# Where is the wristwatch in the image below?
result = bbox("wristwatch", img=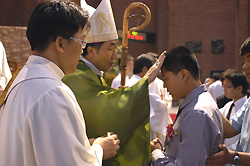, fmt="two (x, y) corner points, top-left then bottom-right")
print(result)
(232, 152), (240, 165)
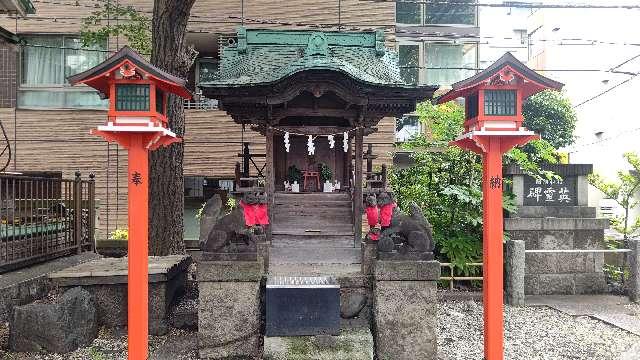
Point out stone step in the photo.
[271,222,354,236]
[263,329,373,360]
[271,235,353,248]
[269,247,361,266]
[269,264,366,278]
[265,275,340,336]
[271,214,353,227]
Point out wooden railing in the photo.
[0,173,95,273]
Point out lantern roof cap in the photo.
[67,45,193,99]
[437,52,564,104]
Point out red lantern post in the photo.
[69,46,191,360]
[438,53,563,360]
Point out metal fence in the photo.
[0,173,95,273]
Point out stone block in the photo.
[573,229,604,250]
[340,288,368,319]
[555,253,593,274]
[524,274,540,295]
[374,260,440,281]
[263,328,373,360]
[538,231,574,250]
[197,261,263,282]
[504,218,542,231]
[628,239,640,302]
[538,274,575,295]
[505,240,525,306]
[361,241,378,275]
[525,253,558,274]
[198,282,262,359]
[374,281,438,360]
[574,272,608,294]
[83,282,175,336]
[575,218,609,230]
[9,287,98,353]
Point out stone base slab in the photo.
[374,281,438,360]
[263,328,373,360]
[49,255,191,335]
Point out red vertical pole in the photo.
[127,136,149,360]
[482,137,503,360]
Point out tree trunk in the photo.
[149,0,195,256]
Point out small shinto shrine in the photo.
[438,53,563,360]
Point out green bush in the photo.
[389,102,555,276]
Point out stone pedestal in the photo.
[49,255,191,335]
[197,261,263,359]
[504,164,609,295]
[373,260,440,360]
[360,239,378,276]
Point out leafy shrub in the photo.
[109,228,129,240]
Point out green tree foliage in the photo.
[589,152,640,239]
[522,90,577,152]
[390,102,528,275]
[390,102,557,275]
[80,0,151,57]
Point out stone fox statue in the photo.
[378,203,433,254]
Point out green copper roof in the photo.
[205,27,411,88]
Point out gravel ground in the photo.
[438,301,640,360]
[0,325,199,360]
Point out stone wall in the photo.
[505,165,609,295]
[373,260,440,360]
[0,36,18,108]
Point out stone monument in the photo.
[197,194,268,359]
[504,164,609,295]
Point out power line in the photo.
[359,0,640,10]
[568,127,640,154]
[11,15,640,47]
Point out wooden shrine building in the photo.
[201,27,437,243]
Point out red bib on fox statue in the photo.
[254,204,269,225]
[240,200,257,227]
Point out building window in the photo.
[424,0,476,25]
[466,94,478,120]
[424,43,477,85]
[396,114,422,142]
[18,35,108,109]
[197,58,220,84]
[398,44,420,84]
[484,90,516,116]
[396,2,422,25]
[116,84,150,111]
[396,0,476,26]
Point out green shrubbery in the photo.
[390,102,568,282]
________
TASK REQUIREMENTS:
Quote the lines above word for word, starting at the line that contains "Point out metal fence in the photo." and ending at the line that contains "[149,0,195,256]".

EXERCISE OUTPUT:
Point out metal fence in the photo.
[0,173,95,273]
Point out stone block in the photo.
[573,229,604,250]
[340,288,368,319]
[555,253,593,274]
[524,274,540,295]
[374,260,440,281]
[263,328,373,360]
[538,231,574,250]
[197,261,263,282]
[504,218,542,231]
[628,239,640,302]
[538,274,575,295]
[505,240,525,306]
[361,241,378,275]
[525,253,558,274]
[198,282,262,359]
[374,281,438,360]
[574,272,608,294]
[83,282,175,336]
[575,218,609,230]
[9,287,98,353]
Point out stone base slab in the photo.
[374,281,438,360]
[263,328,373,360]
[49,255,191,335]
Point out red vertical pole in the photo.
[127,136,149,360]
[482,137,503,360]
Point out tree trunk in the photo.
[149,0,195,256]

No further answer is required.